# problem with change to high Air conditioner panel.



## shawnsheridan (Jan 10, 2009)

ivannw said:


> I did.. btw it changes only: HU_NBT_EVO > EXBOX 3001 > HVAC_INDEPENDENT_AIR = aktiv


I don't know then. I am not aware of anything else being needed.


----------



## algino (May 18, 2016)

*IHKA Issue*

Hi shawn ,

I have been following this forum for quite soemtime and understand that you will be able to solve some coding issues here with your expertise.

I have recently retrofitted a pair of bmw F10 front seat with ventilated and massage function with my local workshop here. I have also replaced my aircon climate control panel aka Ihka high which i presumed that comes with ventilated button and heater seat button as well. ( My original IHKA should be IHKA low if not mistaken )

All the wiring has been nicely done up and everything just works as it should.

However , i have noticed that my rear aircon vent ( Not 4NB ) will blows out hot air and and my back will get hot to occasionally ( kind like heater seat accidentally is in function but the weird is i did not press the heater button at all ! ) especially during the long trip driving.

I have checked with my workshop here and was told that they did not manage to VO code the 4NB into my new IKHA ( 4NB version ) and have no idea on it.

We suspected the occasionally rear aircon hot air and heater seat should be culprit of the missing "4NB "VO code and and still finding it hard to solve it now.

I will really appreciate if you can provide some useful guideline or coding method to solve this issues and hope to hear from you.

Thanks !


----------



## shawnsheridan (Jan 10, 2009)

algino said:


> ...
> 
> We suspected the occasionally rear aircon hot air and heater seat should be culprit of the missing "4NB "VO code and and still finding it hard to solve it now.
> 
> ...


Assuming this is true, Do you add 4NB to FA and VO Code IHKA?

E-Sys - VO Coding Guide.pdf:
https://mega.nz/#!1xpU2DqY!eVG7F6k0dIFZM5UTbvbFdfZtcHmIpdVSDBnKk8Rzg90


----------



## algino (May 18, 2016)

Hi Shawn , 

Yes we did , but we just can't vo code 4NB into FA no matter how. My workshop is rather experienced in coding and retrofitting too but they just can't solved this out since my last visit few weeks back. To what we don't understand is the new IHKA climate panel supposed to be a default 4NB IHKA and by right it shouldn't be so hard to VO code it. Or it is because we missed some sort like update or important file before VO code it ?


----------



## shawnsheridan (Jan 10, 2009)

******

▶ **Required work**:
a - Please return the part of the forum thread from "However , i" to "hear from you." verbatim.
b - List every post header in the forum thread, giving the username and date shown in each.
c - Answer these questions on the forum thread:
(i) According to the quoted remark from ivannw, what setting does the change alter?
(ii) The retrofitted front seats came from which BMW model?
(iii) Which file does shawnsheridan link to?

******

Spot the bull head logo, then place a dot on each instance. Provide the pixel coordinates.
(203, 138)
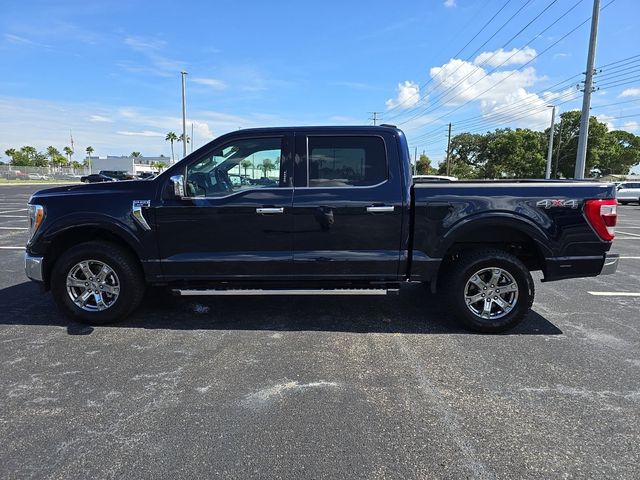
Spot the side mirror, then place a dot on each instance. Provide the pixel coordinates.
(178, 185)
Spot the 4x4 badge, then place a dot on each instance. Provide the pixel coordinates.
(557, 203)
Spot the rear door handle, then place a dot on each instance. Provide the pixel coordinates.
(270, 210)
(380, 209)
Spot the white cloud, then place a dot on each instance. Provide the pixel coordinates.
(41, 123)
(145, 133)
(408, 95)
(502, 97)
(100, 119)
(214, 83)
(630, 92)
(500, 57)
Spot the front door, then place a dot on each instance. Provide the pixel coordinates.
(347, 207)
(235, 220)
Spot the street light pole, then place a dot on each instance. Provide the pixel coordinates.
(581, 157)
(547, 173)
(184, 114)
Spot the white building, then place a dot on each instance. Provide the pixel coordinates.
(132, 165)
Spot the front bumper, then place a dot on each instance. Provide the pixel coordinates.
(610, 264)
(33, 267)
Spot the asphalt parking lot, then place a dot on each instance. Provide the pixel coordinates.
(320, 387)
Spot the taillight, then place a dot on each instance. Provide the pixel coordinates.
(602, 215)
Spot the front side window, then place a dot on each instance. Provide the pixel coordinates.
(239, 165)
(346, 161)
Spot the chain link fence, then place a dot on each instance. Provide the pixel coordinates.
(67, 174)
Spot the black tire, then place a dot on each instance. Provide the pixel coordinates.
(459, 287)
(128, 277)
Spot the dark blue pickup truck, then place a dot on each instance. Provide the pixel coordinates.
(315, 210)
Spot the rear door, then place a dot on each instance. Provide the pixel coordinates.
(347, 206)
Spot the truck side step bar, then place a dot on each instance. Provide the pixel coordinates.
(319, 291)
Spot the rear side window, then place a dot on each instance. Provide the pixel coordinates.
(346, 161)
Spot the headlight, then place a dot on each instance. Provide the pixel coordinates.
(36, 216)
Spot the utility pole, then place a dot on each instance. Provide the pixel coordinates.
(184, 114)
(374, 117)
(581, 158)
(559, 146)
(547, 173)
(448, 149)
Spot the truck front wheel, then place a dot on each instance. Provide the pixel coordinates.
(97, 283)
(489, 290)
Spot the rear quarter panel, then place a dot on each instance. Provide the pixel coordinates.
(451, 212)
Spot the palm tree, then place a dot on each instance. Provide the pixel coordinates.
(171, 137)
(267, 166)
(89, 151)
(246, 164)
(68, 152)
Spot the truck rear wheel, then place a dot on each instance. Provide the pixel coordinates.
(489, 290)
(97, 283)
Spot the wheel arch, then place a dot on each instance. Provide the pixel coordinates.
(67, 236)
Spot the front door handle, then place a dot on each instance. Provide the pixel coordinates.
(269, 210)
(380, 209)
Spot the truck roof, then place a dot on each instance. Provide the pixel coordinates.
(331, 128)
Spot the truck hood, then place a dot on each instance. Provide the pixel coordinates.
(110, 188)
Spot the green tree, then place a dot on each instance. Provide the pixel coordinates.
(246, 165)
(466, 156)
(621, 153)
(514, 154)
(171, 137)
(423, 165)
(267, 166)
(598, 145)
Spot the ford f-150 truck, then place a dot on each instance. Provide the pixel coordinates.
(322, 210)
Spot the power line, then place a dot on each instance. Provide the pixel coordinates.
(424, 85)
(431, 108)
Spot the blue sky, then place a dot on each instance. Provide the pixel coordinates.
(110, 70)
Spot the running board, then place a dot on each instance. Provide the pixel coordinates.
(337, 291)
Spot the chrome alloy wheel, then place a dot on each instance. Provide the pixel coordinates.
(491, 293)
(93, 285)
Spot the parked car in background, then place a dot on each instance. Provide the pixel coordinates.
(37, 176)
(117, 174)
(628, 192)
(434, 178)
(96, 178)
(146, 175)
(15, 175)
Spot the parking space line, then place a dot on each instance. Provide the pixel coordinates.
(627, 233)
(615, 294)
(13, 211)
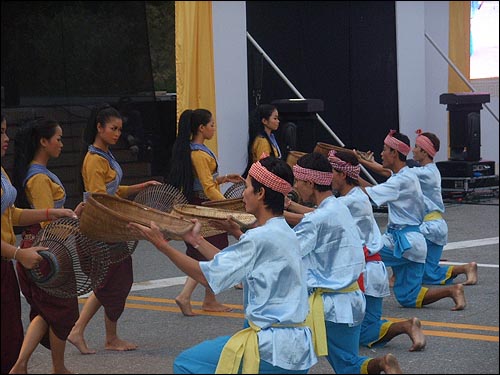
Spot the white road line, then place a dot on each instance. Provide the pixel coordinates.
(471, 243)
(479, 264)
(173, 281)
(163, 283)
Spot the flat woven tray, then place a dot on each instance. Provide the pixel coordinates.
(205, 214)
(105, 218)
(324, 148)
(160, 197)
(235, 204)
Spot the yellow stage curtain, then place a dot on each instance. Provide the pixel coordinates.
(459, 45)
(194, 59)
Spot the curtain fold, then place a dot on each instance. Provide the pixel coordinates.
(194, 59)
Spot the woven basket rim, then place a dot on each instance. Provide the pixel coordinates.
(213, 213)
(333, 147)
(95, 198)
(222, 201)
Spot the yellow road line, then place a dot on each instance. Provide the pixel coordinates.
(175, 309)
(449, 325)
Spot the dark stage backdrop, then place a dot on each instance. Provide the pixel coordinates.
(343, 53)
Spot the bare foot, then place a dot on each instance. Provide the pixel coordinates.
(120, 345)
(392, 279)
(458, 296)
(471, 273)
(78, 341)
(417, 335)
(19, 368)
(215, 306)
(62, 370)
(184, 306)
(390, 365)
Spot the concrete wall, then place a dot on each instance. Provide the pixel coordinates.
(230, 55)
(422, 78)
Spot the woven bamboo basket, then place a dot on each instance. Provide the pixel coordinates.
(160, 197)
(293, 156)
(73, 265)
(235, 204)
(105, 218)
(324, 148)
(205, 214)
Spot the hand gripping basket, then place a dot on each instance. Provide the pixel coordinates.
(293, 156)
(105, 218)
(235, 190)
(73, 265)
(205, 214)
(324, 148)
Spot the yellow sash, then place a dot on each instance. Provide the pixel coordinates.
(434, 215)
(316, 317)
(244, 344)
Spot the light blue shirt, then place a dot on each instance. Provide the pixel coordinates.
(430, 181)
(406, 207)
(267, 259)
(362, 212)
(333, 255)
(376, 278)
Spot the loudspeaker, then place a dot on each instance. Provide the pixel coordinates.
(465, 123)
(465, 136)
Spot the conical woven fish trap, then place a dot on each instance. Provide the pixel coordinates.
(205, 214)
(73, 265)
(161, 197)
(235, 204)
(106, 217)
(235, 190)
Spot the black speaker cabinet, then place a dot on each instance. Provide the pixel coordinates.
(465, 124)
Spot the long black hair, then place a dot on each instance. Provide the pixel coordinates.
(100, 115)
(181, 169)
(26, 144)
(255, 129)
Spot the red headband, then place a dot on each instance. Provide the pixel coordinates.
(318, 177)
(343, 166)
(425, 143)
(269, 179)
(396, 144)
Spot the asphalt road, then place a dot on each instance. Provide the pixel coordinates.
(461, 342)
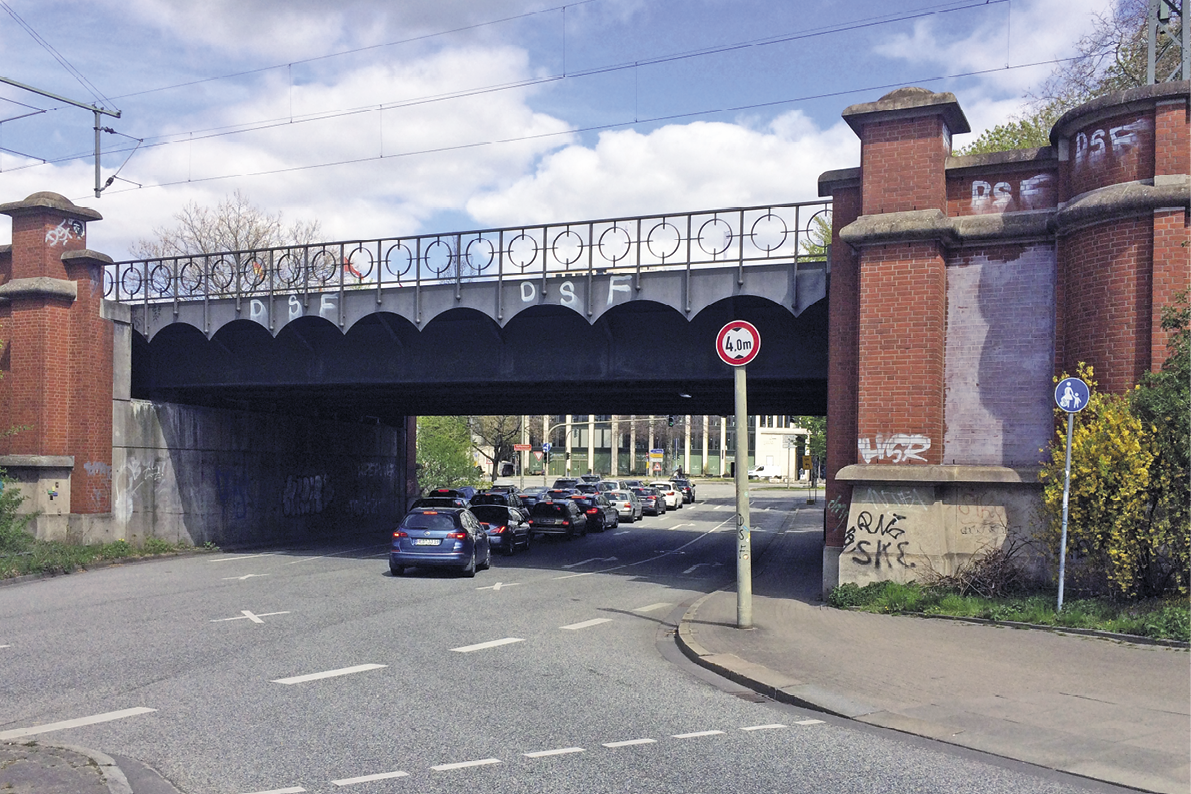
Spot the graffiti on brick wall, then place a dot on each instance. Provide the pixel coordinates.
(232, 491)
(306, 494)
(1099, 147)
(898, 448)
(98, 487)
(1033, 193)
(873, 543)
(64, 232)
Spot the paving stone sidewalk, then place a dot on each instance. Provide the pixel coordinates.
(1111, 711)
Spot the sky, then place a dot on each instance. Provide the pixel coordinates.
(379, 119)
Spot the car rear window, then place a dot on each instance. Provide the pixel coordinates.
(429, 521)
(488, 513)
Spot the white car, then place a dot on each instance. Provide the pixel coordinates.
(673, 495)
(627, 505)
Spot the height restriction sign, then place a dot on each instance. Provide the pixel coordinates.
(737, 343)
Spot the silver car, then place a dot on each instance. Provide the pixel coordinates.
(627, 505)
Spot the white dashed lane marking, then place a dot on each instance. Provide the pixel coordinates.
(368, 779)
(491, 643)
(465, 764)
(107, 717)
(560, 751)
(586, 624)
(629, 743)
(329, 674)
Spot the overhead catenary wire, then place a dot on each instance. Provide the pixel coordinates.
(266, 124)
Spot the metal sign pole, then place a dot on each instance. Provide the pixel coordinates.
(743, 539)
(1066, 494)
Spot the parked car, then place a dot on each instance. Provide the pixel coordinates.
(561, 517)
(440, 501)
(652, 500)
(507, 498)
(765, 471)
(686, 487)
(672, 494)
(530, 496)
(599, 511)
(507, 527)
(627, 504)
(443, 537)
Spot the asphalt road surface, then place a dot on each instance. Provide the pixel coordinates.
(316, 670)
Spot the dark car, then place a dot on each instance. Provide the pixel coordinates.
(559, 517)
(444, 537)
(602, 514)
(506, 526)
(500, 496)
(652, 501)
(530, 496)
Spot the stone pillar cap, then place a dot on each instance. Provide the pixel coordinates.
(908, 102)
(48, 200)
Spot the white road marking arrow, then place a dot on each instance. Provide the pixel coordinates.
(575, 564)
(244, 614)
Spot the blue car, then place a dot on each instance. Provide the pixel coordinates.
(440, 537)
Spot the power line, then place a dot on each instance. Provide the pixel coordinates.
(57, 56)
(320, 116)
(672, 117)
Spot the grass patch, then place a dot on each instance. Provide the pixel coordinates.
(1160, 618)
(22, 554)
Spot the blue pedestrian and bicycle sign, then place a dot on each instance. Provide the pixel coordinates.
(1072, 394)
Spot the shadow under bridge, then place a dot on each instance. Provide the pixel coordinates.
(600, 317)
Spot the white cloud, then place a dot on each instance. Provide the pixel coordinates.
(674, 168)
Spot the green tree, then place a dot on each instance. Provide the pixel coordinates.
(1109, 530)
(1112, 57)
(1163, 401)
(444, 452)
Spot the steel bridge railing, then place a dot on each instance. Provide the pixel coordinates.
(744, 236)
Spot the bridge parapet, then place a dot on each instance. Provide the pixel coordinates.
(684, 260)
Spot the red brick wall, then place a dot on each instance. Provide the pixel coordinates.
(1111, 151)
(1172, 273)
(903, 162)
(1107, 301)
(979, 194)
(1172, 138)
(902, 348)
(842, 363)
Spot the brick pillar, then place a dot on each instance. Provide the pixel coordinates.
(902, 323)
(57, 355)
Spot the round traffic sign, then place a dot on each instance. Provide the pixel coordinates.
(1072, 394)
(737, 343)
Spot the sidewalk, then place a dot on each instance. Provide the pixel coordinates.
(37, 768)
(1110, 711)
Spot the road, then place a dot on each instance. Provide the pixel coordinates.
(312, 669)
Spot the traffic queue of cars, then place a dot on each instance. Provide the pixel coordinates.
(454, 529)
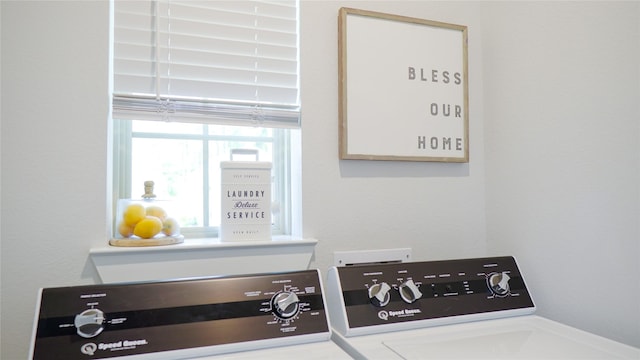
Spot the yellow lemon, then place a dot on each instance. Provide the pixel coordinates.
(157, 211)
(133, 214)
(148, 227)
(170, 227)
(125, 230)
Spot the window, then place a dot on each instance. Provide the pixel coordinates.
(193, 80)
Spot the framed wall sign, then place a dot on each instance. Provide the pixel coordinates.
(403, 88)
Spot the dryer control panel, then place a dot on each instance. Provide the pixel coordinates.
(388, 297)
(184, 318)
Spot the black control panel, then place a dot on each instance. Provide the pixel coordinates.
(379, 295)
(113, 320)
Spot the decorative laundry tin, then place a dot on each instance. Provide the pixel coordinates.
(245, 199)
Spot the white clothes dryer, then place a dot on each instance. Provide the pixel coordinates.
(452, 309)
(276, 315)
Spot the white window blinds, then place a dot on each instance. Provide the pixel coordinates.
(230, 62)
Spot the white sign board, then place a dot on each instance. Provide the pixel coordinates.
(403, 88)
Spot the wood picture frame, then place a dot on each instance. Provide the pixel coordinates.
(403, 88)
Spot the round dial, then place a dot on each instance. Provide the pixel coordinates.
(89, 323)
(285, 305)
(379, 294)
(499, 283)
(409, 292)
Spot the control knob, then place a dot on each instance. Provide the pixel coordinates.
(89, 323)
(409, 291)
(499, 283)
(379, 294)
(285, 305)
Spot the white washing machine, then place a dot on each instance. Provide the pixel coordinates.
(453, 309)
(278, 315)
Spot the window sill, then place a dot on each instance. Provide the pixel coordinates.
(201, 257)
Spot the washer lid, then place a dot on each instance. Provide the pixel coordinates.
(523, 337)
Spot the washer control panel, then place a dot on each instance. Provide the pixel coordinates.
(114, 320)
(425, 293)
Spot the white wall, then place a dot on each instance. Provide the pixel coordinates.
(566, 200)
(563, 177)
(54, 152)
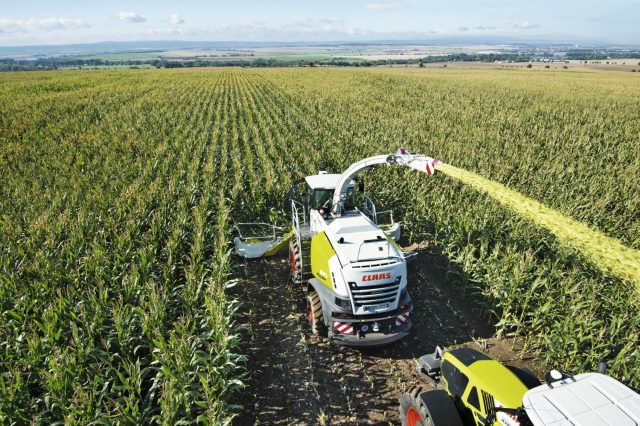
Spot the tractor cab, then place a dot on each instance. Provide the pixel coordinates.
(470, 387)
(316, 193)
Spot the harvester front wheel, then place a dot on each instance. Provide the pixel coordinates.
(295, 260)
(412, 410)
(314, 314)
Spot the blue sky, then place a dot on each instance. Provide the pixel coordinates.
(68, 21)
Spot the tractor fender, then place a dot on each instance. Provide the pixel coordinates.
(440, 408)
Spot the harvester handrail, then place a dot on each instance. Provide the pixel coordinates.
(295, 211)
(368, 201)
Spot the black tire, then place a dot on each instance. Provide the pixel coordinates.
(412, 410)
(526, 376)
(295, 261)
(314, 314)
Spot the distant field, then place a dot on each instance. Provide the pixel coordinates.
(120, 188)
(132, 56)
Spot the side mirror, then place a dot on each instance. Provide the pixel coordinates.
(602, 367)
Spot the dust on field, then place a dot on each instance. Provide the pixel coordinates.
(298, 378)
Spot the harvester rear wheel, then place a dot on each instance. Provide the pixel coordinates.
(295, 260)
(314, 314)
(412, 410)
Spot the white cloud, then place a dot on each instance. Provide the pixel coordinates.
(380, 7)
(176, 20)
(484, 28)
(47, 24)
(131, 17)
(527, 26)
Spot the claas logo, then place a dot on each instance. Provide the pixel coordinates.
(376, 277)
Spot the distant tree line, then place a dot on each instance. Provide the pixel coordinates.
(599, 55)
(70, 61)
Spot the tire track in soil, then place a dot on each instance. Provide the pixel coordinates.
(298, 378)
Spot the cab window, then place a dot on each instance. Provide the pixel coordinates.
(322, 199)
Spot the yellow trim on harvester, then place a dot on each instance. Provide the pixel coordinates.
(321, 252)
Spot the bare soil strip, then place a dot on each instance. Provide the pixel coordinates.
(297, 378)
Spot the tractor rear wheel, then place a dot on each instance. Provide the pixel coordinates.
(314, 314)
(412, 410)
(295, 261)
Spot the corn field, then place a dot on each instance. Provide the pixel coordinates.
(119, 190)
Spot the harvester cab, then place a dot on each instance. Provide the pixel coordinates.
(471, 388)
(350, 265)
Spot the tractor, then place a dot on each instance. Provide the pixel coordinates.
(348, 263)
(471, 388)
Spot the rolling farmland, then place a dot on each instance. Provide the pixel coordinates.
(120, 189)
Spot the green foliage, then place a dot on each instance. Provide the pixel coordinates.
(119, 189)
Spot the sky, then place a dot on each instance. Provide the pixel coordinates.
(36, 22)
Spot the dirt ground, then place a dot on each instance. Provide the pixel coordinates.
(298, 378)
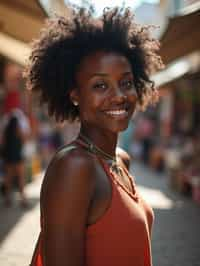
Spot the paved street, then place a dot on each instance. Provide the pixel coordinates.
(176, 234)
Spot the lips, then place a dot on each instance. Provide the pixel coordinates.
(119, 113)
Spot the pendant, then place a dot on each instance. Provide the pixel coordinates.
(116, 169)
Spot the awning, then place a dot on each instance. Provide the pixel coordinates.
(20, 22)
(182, 35)
(13, 49)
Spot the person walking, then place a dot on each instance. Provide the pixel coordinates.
(12, 154)
(97, 71)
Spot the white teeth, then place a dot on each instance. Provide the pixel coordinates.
(117, 112)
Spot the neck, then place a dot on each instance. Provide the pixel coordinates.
(103, 140)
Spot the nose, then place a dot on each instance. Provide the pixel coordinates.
(118, 94)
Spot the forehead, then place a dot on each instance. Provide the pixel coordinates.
(103, 62)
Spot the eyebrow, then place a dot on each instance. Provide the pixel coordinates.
(105, 74)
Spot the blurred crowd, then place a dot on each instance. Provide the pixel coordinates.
(28, 138)
(166, 137)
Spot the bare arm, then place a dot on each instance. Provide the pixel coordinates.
(65, 201)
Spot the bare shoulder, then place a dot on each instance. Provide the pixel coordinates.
(68, 184)
(124, 156)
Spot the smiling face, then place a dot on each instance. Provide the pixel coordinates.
(105, 92)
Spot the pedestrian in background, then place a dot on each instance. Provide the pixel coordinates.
(13, 139)
(96, 71)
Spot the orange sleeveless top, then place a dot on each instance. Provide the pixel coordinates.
(122, 236)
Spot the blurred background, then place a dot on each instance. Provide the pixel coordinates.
(164, 141)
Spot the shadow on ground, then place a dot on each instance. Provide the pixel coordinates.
(10, 216)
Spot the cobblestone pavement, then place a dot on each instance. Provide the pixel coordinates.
(176, 232)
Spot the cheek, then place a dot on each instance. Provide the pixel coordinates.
(91, 105)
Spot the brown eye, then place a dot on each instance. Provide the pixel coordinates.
(127, 84)
(100, 85)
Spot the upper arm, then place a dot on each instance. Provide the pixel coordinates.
(65, 201)
(124, 156)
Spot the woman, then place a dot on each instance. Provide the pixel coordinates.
(96, 71)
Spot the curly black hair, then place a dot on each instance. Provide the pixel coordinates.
(65, 41)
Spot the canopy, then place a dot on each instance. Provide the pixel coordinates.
(182, 35)
(20, 22)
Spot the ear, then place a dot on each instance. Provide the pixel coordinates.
(74, 97)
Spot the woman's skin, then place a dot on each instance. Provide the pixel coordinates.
(76, 191)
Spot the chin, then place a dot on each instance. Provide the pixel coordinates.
(119, 128)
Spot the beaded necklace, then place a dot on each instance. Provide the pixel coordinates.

******

▶ **Answers**:
a -
However , i have noticed that my rear aircon vent ( Not 4NB ) will blows out hot air and and my back will get hot to occasionally ( kind like heater seat accidentally is in function but the weird is i did not press the heater button at all ! ) especially during the long trip driving.

I have checked with my workshop here and was told that they did not manage to VO code the 4NB into my new IKHA ( 4NB version ) and have no idea on it.

We suspected the occasionally rear aircon hot air and heater seat should be culprit of the missing "4NB "VO code and and still finding it hard to solve it now.

I will really appreciate if you can provide some useful guideline or coding method to solve this issues and hope to hear from you.

b -
shawnsheridan (Jan 10, 2009)
algino (May 18, 2016)
shawnsheridan (Jan 10, 2009)
algino (May 18, 2016)
shawnsheridan (Jan 10, 2009)

c -
(i) HU_NBT_EVO > EXBOX 3001 > HVAC_INDEPENDENT_AIR = aktiv
(ii) The BMW F10
(iii) E-Sys - VO Coding Guide.pdf